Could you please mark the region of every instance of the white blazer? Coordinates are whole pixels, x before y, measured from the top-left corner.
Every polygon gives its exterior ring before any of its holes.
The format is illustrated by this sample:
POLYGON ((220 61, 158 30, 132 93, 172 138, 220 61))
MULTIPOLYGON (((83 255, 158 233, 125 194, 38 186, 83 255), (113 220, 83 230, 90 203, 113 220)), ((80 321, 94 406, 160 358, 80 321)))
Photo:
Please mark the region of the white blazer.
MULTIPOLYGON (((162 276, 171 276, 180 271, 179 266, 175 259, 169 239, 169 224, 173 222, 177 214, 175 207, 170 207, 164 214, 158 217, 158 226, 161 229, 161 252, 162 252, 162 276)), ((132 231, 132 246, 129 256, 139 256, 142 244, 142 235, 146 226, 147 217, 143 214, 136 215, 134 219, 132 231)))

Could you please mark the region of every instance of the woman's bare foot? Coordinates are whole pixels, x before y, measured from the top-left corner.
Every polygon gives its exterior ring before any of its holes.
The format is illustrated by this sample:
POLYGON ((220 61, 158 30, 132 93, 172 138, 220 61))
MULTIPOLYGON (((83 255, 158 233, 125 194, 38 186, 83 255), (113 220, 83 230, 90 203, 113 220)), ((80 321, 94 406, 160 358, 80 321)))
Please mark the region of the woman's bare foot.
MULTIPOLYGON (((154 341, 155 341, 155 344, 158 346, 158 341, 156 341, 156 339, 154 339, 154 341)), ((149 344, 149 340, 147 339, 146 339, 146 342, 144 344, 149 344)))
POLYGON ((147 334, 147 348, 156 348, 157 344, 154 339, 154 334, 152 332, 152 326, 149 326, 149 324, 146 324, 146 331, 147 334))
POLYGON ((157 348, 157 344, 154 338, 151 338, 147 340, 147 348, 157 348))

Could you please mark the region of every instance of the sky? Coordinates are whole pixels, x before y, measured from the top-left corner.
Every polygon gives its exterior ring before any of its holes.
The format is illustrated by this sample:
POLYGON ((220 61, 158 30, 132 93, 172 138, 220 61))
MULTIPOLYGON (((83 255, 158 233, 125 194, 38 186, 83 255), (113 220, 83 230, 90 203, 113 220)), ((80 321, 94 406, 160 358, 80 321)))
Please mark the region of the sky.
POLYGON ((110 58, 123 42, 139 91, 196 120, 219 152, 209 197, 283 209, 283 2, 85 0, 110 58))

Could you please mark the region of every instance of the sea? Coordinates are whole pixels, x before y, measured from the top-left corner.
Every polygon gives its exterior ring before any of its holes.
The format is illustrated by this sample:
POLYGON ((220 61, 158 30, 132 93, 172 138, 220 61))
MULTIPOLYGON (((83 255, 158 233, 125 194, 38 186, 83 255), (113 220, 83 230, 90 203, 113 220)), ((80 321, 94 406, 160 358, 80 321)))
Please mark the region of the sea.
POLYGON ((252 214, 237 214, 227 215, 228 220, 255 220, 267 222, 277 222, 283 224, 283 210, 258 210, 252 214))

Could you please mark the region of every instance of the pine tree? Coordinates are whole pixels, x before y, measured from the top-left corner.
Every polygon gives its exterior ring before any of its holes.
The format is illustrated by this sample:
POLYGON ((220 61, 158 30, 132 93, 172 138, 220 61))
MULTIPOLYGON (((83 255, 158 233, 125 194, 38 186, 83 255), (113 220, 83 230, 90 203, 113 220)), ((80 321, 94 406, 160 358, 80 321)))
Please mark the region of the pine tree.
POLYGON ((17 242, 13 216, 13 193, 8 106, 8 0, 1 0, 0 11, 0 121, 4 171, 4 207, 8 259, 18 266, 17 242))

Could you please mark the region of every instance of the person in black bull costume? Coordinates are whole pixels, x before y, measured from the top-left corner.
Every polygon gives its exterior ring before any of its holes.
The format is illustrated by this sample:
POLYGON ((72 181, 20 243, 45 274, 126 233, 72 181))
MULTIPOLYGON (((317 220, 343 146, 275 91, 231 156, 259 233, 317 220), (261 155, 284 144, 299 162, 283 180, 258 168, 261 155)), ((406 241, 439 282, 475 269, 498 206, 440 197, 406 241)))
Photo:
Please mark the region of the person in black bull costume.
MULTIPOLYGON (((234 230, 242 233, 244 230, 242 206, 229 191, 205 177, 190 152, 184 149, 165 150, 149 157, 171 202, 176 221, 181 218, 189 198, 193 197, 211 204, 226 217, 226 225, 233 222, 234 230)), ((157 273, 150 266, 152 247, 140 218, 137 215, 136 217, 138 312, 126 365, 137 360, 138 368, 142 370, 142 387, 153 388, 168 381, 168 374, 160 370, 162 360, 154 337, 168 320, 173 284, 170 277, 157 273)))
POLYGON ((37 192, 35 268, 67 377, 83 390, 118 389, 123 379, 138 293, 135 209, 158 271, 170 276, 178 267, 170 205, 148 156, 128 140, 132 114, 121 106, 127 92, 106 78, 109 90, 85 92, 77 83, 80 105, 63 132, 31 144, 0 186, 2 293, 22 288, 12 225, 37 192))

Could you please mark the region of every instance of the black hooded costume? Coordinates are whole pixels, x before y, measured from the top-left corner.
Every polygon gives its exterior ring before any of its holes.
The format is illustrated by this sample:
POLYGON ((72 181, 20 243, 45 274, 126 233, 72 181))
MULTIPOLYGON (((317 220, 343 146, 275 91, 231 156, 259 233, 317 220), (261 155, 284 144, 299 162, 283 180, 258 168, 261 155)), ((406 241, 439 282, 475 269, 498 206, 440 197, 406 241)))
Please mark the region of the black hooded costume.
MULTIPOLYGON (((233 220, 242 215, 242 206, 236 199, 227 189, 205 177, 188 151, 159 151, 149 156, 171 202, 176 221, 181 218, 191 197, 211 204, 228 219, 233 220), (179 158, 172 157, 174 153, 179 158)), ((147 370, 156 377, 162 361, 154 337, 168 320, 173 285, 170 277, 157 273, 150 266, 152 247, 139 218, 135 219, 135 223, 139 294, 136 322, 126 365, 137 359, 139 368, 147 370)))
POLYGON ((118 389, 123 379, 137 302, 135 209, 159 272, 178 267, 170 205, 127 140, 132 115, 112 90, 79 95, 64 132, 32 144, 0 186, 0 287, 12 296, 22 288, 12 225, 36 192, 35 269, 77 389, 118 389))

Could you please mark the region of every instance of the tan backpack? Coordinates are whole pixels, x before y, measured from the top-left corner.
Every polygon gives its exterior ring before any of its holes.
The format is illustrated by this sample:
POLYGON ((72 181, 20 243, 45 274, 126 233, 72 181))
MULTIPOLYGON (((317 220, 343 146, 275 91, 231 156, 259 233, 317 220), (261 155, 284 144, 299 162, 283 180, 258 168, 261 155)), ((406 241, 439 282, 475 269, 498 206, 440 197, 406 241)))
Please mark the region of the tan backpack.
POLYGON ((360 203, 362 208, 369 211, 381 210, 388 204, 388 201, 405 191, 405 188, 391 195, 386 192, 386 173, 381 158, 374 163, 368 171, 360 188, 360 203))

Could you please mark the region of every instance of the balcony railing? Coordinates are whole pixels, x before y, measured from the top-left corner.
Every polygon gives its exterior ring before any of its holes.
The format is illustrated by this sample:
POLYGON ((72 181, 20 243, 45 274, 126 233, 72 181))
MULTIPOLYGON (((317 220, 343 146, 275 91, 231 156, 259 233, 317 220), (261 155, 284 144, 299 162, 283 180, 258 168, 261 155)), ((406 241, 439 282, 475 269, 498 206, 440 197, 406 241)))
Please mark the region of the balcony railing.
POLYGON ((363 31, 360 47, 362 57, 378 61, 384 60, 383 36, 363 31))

- - - - -

Problem description: Set out every line of the entries above as a Markdown table with two columns, Row and Line. Number the rows in order and leave out the blank lines.

Written answer:
| Row | Line |
|---|---|
| 1 | Could you please mark the region of every instance of the white blazer? Coordinates are whole pixels, x before y, measured from the top-left corner. |
| 2 | Every polygon gives its exterior ring before any of its holes. |
| 3 | The format is illustrated by this sample: |
| 4 | POLYGON ((220 61, 158 30, 132 93, 172 138, 220 61)) |
| 5 | MULTIPOLYGON (((83 255, 158 233, 125 194, 38 186, 83 255), (113 220, 83 230, 90 203, 113 220)), ((80 321, 94 406, 160 358, 80 321))) |
| 6 | Photo: |
| 7 | Please mark the region of the white blazer. |
| 8 | MULTIPOLYGON (((162 276, 171 276, 180 271, 179 266, 175 259, 169 239, 169 224, 173 222, 177 214, 175 207, 170 207, 164 214, 158 217, 158 226, 161 229, 161 252, 162 252, 162 276)), ((132 231, 132 246, 129 256, 139 256, 142 244, 142 235, 146 226, 147 217, 143 214, 136 215, 134 219, 132 231))) |
| 9 | Could you please mark the region of every instance of the woman's bare foot? Coordinates are whole pixels, x before y, measured from the top-left corner. |
| 10 | Every polygon gives its exterior ring before any of its holes. |
| 11 | The format is illustrated by this sample: |
| 12 | POLYGON ((220 61, 158 30, 132 93, 172 138, 220 61)) |
| 13 | MULTIPOLYGON (((83 255, 158 233, 125 194, 38 186, 83 255), (113 220, 83 230, 90 203, 113 220)), ((80 321, 94 406, 160 358, 80 321))) |
| 14 | Please mark the region of the woman's bare foot. |
| 15 | MULTIPOLYGON (((154 341, 155 341, 155 344, 158 346, 158 341, 156 341, 156 339, 154 339, 154 341)), ((149 344, 149 340, 147 339, 146 339, 146 342, 144 344, 149 344))) |
| 16 | POLYGON ((147 334, 147 348, 156 348, 157 344, 154 339, 154 334, 152 332, 152 326, 149 326, 149 324, 146 324, 146 331, 147 334)) |
| 17 | POLYGON ((157 348, 157 344, 154 338, 151 338, 147 340, 147 348, 157 348)) |
| 18 | Could you please mark the region of every instance of the sky? Coordinates are whole pixels, x before y, measured from the top-left corner. |
| 19 | Every polygon gives its exterior ring before any of its holes. |
| 20 | The format is illustrated by this sample: |
| 21 | POLYGON ((220 61, 158 30, 132 93, 172 138, 220 61)) |
| 22 | MULTIPOLYGON (((83 255, 158 233, 125 194, 38 186, 83 255), (113 220, 83 230, 90 203, 113 220)), ((80 321, 94 406, 160 358, 80 321))) |
| 23 | Please mark the region of the sky. |
| 24 | POLYGON ((110 58, 123 42, 139 91, 196 120, 219 152, 209 197, 283 209, 283 2, 85 0, 110 58)) |
| 25 | Could you please mark the region of every instance of the sea? Coordinates are whole pixels, x before y, measured from the top-left corner. |
| 26 | Every polygon gives its exterior ring before any of its holes. |
| 27 | The format is illustrated by this sample: |
| 28 | POLYGON ((220 61, 158 30, 132 93, 172 138, 220 61)) |
| 29 | MULTIPOLYGON (((83 255, 158 233, 125 194, 38 186, 83 255), (113 220, 83 230, 90 203, 113 220)), ((80 321, 94 406, 160 358, 80 321))) |
| 30 | Please mark the region of the sea. |
| 31 | POLYGON ((252 214, 237 214, 227 215, 228 220, 255 220, 267 222, 277 222, 283 224, 283 210, 258 210, 252 214)) |
| 32 | Could you please mark the region of every instance of the pine tree? Coordinates are whole pixels, x before y, measured from the top-left corner. |
| 33 | Every polygon gives its exterior ring before any of its holes. |
| 34 | The format is illustrated by this sample: |
| 35 | POLYGON ((220 61, 158 30, 132 93, 172 138, 220 61)) |
| 36 | MULTIPOLYGON (((83 255, 158 233, 125 194, 38 186, 83 255), (113 220, 83 230, 90 203, 113 220)), ((80 321, 94 406, 160 358, 80 321))) |
| 37 | Please mark the region of the pine tree. |
| 38 | POLYGON ((17 242, 13 216, 13 193, 8 106, 8 0, 1 0, 0 11, 0 121, 4 171, 4 207, 8 259, 18 266, 17 242)) |
| 39 | Could you please mark the region of every instance of the person in black bull costume? Coordinates are whole pixels, x before y, measured from the top-left corner. |
| 40 | Every polygon gives its exterior ring before any of its holes. |
| 41 | The format is illustrated by this sample: |
| 42 | POLYGON ((72 181, 20 243, 45 274, 126 233, 72 181)) |
| 43 | MULTIPOLYGON (((317 220, 343 146, 275 91, 231 156, 259 233, 317 220), (261 155, 284 144, 299 162, 283 180, 258 168, 261 155)), ((406 241, 439 282, 475 269, 498 206, 440 197, 406 241))) |
| 44 | Photo: |
| 45 | Please mark the region of the person in black bull costume. |
| 46 | MULTIPOLYGON (((234 230, 242 233, 244 230, 242 206, 229 191, 205 177, 190 152, 184 149, 165 150, 149 157, 171 202, 176 221, 181 218, 189 198, 193 197, 211 204, 226 217, 226 225, 233 222, 234 230)), ((157 273, 150 266, 152 247, 140 218, 137 215, 136 217, 138 312, 126 365, 137 360, 138 368, 142 370, 142 387, 153 388, 168 381, 168 374, 160 370, 162 360, 154 337, 168 320, 173 284, 170 277, 157 273))) |
| 47 | POLYGON ((37 192, 35 268, 67 377, 83 390, 118 389, 123 379, 138 293, 135 209, 158 271, 170 276, 178 267, 170 205, 148 156, 128 140, 132 114, 121 106, 127 92, 106 78, 109 90, 85 92, 77 83, 80 105, 63 132, 31 144, 0 186, 2 293, 22 288, 12 225, 37 192)) |
| 48 | Could you please mark the region of every instance of the black hooded costume? Coordinates are whole pixels, x before y, measured from the top-left corner. |
| 49 | Every polygon gives its exterior ring before any of its holes. |
| 50 | The format is illustrated by this sample: |
| 51 | POLYGON ((72 181, 20 243, 45 274, 126 233, 72 181)) |
| 52 | MULTIPOLYGON (((317 220, 343 146, 275 91, 231 156, 259 233, 317 220), (261 155, 284 144, 299 162, 283 180, 258 168, 261 155)), ((406 241, 439 282, 475 269, 498 206, 440 197, 406 241))) |
| 53 | Please mark the region of the black hooded costume. |
| 54 | MULTIPOLYGON (((233 220, 242 215, 242 206, 236 199, 227 189, 205 177, 188 151, 159 151, 149 156, 171 202, 176 221, 181 218, 191 197, 211 204, 228 219, 233 220), (179 158, 172 157, 174 153, 179 158)), ((147 370, 156 377, 162 361, 154 337, 168 320, 173 285, 170 277, 157 273, 150 266, 152 247, 139 218, 135 219, 135 223, 139 294, 136 322, 126 365, 137 359, 139 368, 147 370))) |
| 55 | POLYGON ((118 389, 123 379, 137 302, 135 209, 159 272, 178 267, 170 205, 127 140, 132 115, 112 90, 79 95, 64 132, 32 144, 0 186, 0 287, 12 296, 22 288, 12 225, 36 192, 35 269, 77 389, 118 389)) |
| 56 | Could you please mark the region of every instance of the tan backpack? Coordinates are whole pixels, x before y, measured from the top-left corner. |
| 57 | Every polygon gives its exterior ring before any of its holes. |
| 58 | The format is illustrated by this sample: |
| 59 | POLYGON ((72 181, 20 243, 45 274, 126 233, 72 181)) |
| 60 | MULTIPOLYGON (((317 220, 343 146, 275 91, 231 156, 259 233, 317 220), (261 155, 284 144, 299 162, 283 180, 258 168, 261 155)), ((406 241, 439 282, 475 269, 498 206, 440 197, 406 241))) |
| 61 | Please mark the region of the tan backpack. |
| 62 | POLYGON ((360 203, 362 208, 369 211, 381 210, 388 204, 388 201, 405 191, 405 188, 391 195, 386 192, 386 173, 381 158, 374 163, 368 171, 360 188, 360 203)) |
| 63 | Could you please mark the region of every instance of the balcony railing? Coordinates are whole pixels, x before y, measured from the top-left corner. |
| 64 | Every polygon gives its exterior ring before any of its holes. |
| 65 | The format is illustrated by this sample: |
| 66 | POLYGON ((72 181, 20 243, 45 274, 126 233, 72 181)) |
| 67 | MULTIPOLYGON (((317 220, 343 146, 275 91, 231 156, 259 233, 317 220), (261 155, 284 144, 299 162, 283 180, 258 168, 261 155)), ((406 241, 439 282, 475 269, 498 206, 440 197, 406 241))) |
| 68 | Please mark the region of the balcony railing. |
| 69 | POLYGON ((363 31, 360 47, 362 57, 378 61, 384 60, 383 36, 363 31)) |